» **Page extract**
■ ■ ■

A: My dissertation was on assemblage-level paleoecology and diversity of marine animal communities in the Cambrian and Ordovician. Today, the main thrust of my research involves looking at physical environmental changes encoded in the sedimentary rock record. To do this, I use a new quantitative approach called "macrostratigraphy." I'm interested in macrostratigraphy because sedimentary rocks provide an important spatial and temporal framework for understanding environmental change and the processes of extinction and evolution. Of course, at heart I'm still a field paleontologist, so the other component of my research is to work on cool field projects as often as possible. Currently I'm working in Egypt with Philip Gingerich on stratigraphy and whale preservation, and with Jeff Wilson on Cretaceous rocks in India. Both projects are great and are taking me in new and exciting directions.
The sun sets on Shanan and Eocene marine sediments in Egypt. Photo by Philip Gingerich.
Q: Are you mining the literature for data to use in your macrostratigraphy analysis, or collecting your own data from the field?
A: Both. My work is synthetic in that I incorporate primary field descriptions, but some of the questions I'm asking require a much larger body of field work than any one person could possibly do. Fortunately, a lot of really great field work has already been done. So, right now, my macrostratigraphy research involves digging into the literature, pulling the geology for large areas out of the library, and putting it all together.
Q: Describe a "typical" day for you, if that's possible!
A: My life is bimodal. I spend days in the office and a precious few days in the field. On office days, I'm teaching, doing lecture preparation, interacting with students and colleagues, doing my macrostratigraphic analyses, and, of course, writing papers and research proposals. I also do quite a bit of computer programming to help me manage the large amounts of data used in my analyses.
When I'm in the field, the day typically starts by watching a nice sunrise and drinking a cup of coffee. The rest of the day is spent looking at rocks and fossils. This might involve hiking long distances to measure stratigraphic sections, or it might mean spending the entire day huddled in one small pit collecting fossils. It all depends on the question for the day.

■ ■ ■

» **Excerpted data**
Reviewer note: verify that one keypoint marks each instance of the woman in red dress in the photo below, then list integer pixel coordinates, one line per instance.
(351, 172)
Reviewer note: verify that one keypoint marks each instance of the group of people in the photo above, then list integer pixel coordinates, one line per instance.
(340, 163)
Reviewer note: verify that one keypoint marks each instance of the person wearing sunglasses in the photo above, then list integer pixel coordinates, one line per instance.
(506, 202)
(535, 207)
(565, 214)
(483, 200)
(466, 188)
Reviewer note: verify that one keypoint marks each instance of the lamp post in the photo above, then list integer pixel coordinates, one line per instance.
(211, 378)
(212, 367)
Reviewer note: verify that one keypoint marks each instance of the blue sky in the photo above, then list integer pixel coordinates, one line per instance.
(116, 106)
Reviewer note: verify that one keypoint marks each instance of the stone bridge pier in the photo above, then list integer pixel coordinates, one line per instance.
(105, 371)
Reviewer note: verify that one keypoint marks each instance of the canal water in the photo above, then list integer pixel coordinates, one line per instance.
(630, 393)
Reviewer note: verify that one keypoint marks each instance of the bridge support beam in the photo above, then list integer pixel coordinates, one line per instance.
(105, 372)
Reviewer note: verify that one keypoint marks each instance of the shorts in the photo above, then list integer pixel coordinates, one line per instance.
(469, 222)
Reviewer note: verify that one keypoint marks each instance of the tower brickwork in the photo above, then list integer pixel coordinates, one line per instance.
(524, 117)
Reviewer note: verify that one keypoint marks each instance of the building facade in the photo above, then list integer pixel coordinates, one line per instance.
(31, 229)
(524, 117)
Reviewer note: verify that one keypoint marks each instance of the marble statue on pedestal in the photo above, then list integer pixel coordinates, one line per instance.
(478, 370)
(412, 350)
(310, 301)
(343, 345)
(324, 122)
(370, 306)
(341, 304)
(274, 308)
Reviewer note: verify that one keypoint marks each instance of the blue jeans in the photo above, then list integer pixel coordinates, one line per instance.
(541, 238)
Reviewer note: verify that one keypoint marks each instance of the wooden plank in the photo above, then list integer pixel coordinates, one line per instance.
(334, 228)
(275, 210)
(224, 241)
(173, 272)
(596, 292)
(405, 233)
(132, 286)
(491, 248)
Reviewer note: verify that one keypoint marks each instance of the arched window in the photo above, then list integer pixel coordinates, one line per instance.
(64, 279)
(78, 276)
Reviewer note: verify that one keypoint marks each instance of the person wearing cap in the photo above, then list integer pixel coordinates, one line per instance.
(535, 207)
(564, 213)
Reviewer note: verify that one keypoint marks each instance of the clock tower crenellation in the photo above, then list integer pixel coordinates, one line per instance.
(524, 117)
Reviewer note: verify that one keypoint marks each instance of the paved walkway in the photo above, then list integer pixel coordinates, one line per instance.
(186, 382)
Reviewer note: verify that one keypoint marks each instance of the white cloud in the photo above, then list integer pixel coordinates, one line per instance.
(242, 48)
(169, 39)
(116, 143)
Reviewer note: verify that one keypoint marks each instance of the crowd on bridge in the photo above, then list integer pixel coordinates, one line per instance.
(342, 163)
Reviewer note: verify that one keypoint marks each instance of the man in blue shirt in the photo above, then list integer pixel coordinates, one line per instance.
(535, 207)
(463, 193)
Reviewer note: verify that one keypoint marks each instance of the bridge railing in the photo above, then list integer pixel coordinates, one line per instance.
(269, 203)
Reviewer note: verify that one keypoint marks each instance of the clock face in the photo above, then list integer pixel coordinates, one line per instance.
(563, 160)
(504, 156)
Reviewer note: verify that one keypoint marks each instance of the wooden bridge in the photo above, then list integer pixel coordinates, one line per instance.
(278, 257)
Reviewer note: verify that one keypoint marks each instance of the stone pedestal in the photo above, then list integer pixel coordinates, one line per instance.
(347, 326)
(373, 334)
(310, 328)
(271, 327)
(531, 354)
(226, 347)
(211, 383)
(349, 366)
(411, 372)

■ ■ ■

» **Work required**
Write out the part of the interview excerpt starting with "A: My life is" and going on through "for the day.", word for word.

» **Response below**
A: My life is bimodal. I spend days in the office and a precious few days in the field. On office days, I'm teaching, doing lecture preparation, interacting with students and colleagues, doing my macrostratigraphic analyses, and, of course, writing papers and research proposals. I also do quite a bit of computer programming to help me manage the large amounts of data used in my analyses.
When I'm in the field, the day typically starts by watching a nice sunrise and drinking a cup of coffee. The rest of the day is spent looking at rocks and fossils. This might involve hiking long distances to measure stratigraphic sections, or it might mean spending the entire day huddled in one small pit collecting fossils. It all depends on the question for the day.